● Task directions: Pick out and copy each line in the rows below that contains the string "player". Case counts.

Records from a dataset
------------------------------------
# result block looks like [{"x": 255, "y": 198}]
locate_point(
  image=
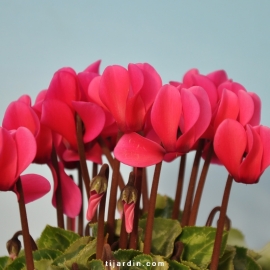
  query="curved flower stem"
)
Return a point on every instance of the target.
[
  {"x": 94, "y": 169},
  {"x": 145, "y": 198},
  {"x": 180, "y": 182},
  {"x": 151, "y": 210},
  {"x": 113, "y": 200},
  {"x": 106, "y": 151},
  {"x": 199, "y": 191},
  {"x": 227, "y": 224},
  {"x": 123, "y": 234},
  {"x": 138, "y": 185},
  {"x": 80, "y": 185},
  {"x": 101, "y": 213},
  {"x": 25, "y": 228},
  {"x": 94, "y": 173},
  {"x": 81, "y": 150},
  {"x": 58, "y": 192},
  {"x": 221, "y": 221},
  {"x": 192, "y": 184}
]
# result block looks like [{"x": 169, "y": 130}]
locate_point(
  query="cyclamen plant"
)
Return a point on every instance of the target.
[{"x": 129, "y": 116}]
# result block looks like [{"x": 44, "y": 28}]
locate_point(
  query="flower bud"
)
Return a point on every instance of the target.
[
  {"x": 13, "y": 247},
  {"x": 99, "y": 184}
]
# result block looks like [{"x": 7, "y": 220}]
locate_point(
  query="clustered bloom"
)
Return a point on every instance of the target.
[{"x": 156, "y": 121}]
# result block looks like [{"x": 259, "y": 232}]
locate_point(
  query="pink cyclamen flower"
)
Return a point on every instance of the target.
[
  {"x": 64, "y": 98},
  {"x": 98, "y": 188},
  {"x": 93, "y": 203},
  {"x": 126, "y": 94},
  {"x": 129, "y": 215},
  {"x": 17, "y": 151},
  {"x": 179, "y": 117},
  {"x": 244, "y": 152},
  {"x": 71, "y": 194},
  {"x": 20, "y": 113}
]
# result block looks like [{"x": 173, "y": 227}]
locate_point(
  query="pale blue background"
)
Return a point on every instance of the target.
[{"x": 37, "y": 38}]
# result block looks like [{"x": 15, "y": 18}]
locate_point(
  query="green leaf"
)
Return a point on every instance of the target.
[
  {"x": 174, "y": 265},
  {"x": 264, "y": 261},
  {"x": 236, "y": 238},
  {"x": 192, "y": 265},
  {"x": 96, "y": 265},
  {"x": 226, "y": 261},
  {"x": 17, "y": 264},
  {"x": 4, "y": 261},
  {"x": 56, "y": 238},
  {"x": 142, "y": 261},
  {"x": 159, "y": 263},
  {"x": 94, "y": 228},
  {"x": 164, "y": 233},
  {"x": 198, "y": 245},
  {"x": 43, "y": 258},
  {"x": 243, "y": 261},
  {"x": 79, "y": 255},
  {"x": 125, "y": 255}
]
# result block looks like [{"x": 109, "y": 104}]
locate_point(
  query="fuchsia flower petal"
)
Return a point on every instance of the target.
[
  {"x": 230, "y": 143},
  {"x": 135, "y": 150},
  {"x": 165, "y": 116},
  {"x": 93, "y": 203},
  {"x": 94, "y": 67},
  {"x": 25, "y": 99},
  {"x": 19, "y": 114},
  {"x": 129, "y": 216},
  {"x": 151, "y": 84},
  {"x": 136, "y": 78},
  {"x": 208, "y": 86},
  {"x": 218, "y": 77},
  {"x": 93, "y": 118},
  {"x": 256, "y": 118},
  {"x": 246, "y": 107},
  {"x": 114, "y": 91},
  {"x": 250, "y": 169},
  {"x": 188, "y": 79},
  {"x": 26, "y": 148},
  {"x": 64, "y": 86},
  {"x": 93, "y": 153},
  {"x": 264, "y": 133},
  {"x": 58, "y": 117},
  {"x": 39, "y": 101},
  {"x": 8, "y": 160},
  {"x": 71, "y": 194},
  {"x": 34, "y": 187},
  {"x": 197, "y": 116},
  {"x": 228, "y": 108}
]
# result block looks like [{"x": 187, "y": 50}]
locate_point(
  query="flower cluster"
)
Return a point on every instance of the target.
[{"x": 130, "y": 112}]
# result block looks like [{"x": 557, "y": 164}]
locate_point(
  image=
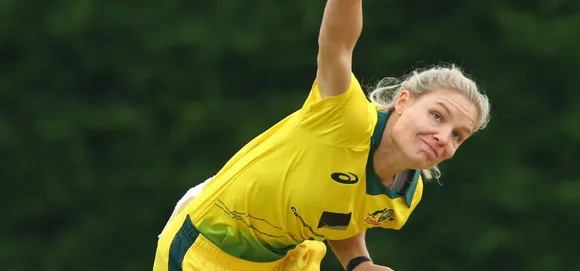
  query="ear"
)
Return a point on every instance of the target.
[{"x": 403, "y": 100}]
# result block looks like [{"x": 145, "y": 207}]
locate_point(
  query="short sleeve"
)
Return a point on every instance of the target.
[{"x": 343, "y": 120}]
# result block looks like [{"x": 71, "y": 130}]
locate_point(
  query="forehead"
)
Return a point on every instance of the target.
[{"x": 454, "y": 101}]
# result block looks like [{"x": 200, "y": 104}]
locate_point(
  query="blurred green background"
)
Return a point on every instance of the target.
[{"x": 111, "y": 110}]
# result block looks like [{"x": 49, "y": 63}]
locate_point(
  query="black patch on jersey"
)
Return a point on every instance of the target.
[{"x": 334, "y": 221}]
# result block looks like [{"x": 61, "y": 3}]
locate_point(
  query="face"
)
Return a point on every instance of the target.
[{"x": 431, "y": 128}]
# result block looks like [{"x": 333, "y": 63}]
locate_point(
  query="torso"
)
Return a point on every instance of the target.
[{"x": 308, "y": 177}]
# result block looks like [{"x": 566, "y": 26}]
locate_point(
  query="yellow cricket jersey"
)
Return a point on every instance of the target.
[{"x": 310, "y": 176}]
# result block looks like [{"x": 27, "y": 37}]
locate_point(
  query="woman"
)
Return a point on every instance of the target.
[{"x": 329, "y": 171}]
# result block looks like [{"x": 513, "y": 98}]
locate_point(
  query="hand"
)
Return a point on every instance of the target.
[{"x": 368, "y": 266}]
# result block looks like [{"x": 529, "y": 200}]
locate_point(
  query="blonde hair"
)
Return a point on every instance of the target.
[{"x": 420, "y": 82}]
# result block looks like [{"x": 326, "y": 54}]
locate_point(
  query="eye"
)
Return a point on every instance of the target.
[{"x": 436, "y": 116}]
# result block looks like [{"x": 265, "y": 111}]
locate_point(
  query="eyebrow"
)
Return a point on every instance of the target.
[{"x": 445, "y": 107}]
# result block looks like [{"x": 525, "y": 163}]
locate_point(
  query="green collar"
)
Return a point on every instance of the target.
[{"x": 374, "y": 184}]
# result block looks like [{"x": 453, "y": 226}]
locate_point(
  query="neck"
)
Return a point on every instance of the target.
[{"x": 388, "y": 158}]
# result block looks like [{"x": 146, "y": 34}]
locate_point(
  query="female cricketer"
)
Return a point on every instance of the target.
[{"x": 339, "y": 165}]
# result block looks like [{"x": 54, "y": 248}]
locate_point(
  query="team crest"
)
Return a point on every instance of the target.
[{"x": 377, "y": 218}]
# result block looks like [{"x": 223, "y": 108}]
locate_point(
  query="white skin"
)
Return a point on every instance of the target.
[
  {"x": 422, "y": 136},
  {"x": 425, "y": 131}
]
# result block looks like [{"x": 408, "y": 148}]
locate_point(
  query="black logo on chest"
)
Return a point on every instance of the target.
[
  {"x": 334, "y": 221},
  {"x": 344, "y": 178}
]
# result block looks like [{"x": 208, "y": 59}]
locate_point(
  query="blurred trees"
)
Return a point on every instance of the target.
[{"x": 111, "y": 111}]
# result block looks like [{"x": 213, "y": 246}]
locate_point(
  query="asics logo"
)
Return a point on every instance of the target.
[{"x": 344, "y": 178}]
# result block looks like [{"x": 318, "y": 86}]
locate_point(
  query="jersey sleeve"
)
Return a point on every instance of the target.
[{"x": 343, "y": 120}]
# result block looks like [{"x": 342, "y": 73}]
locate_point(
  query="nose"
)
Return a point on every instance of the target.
[{"x": 442, "y": 137}]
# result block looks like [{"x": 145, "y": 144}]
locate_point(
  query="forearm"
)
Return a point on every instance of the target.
[
  {"x": 347, "y": 249},
  {"x": 341, "y": 25}
]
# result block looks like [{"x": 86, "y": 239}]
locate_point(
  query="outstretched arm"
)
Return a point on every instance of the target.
[
  {"x": 350, "y": 248},
  {"x": 339, "y": 32}
]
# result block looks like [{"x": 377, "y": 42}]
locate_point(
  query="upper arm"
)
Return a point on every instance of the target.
[
  {"x": 339, "y": 32},
  {"x": 349, "y": 248}
]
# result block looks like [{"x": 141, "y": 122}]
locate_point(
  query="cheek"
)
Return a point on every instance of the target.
[{"x": 450, "y": 151}]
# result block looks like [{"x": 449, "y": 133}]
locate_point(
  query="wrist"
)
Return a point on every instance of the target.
[{"x": 357, "y": 262}]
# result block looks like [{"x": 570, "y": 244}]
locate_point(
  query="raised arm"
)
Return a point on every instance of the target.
[
  {"x": 348, "y": 249},
  {"x": 339, "y": 32}
]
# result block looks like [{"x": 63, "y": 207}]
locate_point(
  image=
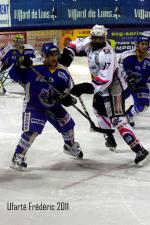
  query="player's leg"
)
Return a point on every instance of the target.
[
  {"x": 130, "y": 137},
  {"x": 103, "y": 120},
  {"x": 115, "y": 109},
  {"x": 32, "y": 125},
  {"x": 141, "y": 103},
  {"x": 64, "y": 124}
]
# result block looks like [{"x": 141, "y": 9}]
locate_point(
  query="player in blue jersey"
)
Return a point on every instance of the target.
[
  {"x": 10, "y": 53},
  {"x": 46, "y": 90},
  {"x": 136, "y": 63}
]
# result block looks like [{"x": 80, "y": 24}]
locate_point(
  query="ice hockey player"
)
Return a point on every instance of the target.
[
  {"x": 106, "y": 82},
  {"x": 46, "y": 90},
  {"x": 136, "y": 64},
  {"x": 9, "y": 54}
]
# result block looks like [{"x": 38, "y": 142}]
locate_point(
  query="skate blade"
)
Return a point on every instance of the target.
[
  {"x": 74, "y": 157},
  {"x": 16, "y": 167}
]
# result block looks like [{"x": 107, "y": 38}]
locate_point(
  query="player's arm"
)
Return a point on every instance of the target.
[{"x": 74, "y": 48}]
------------------------------------
● Answer to this exercise:
  query="player's leg"
  query="player in blue jersey"
  query="ice hockey player"
  query="player's arm"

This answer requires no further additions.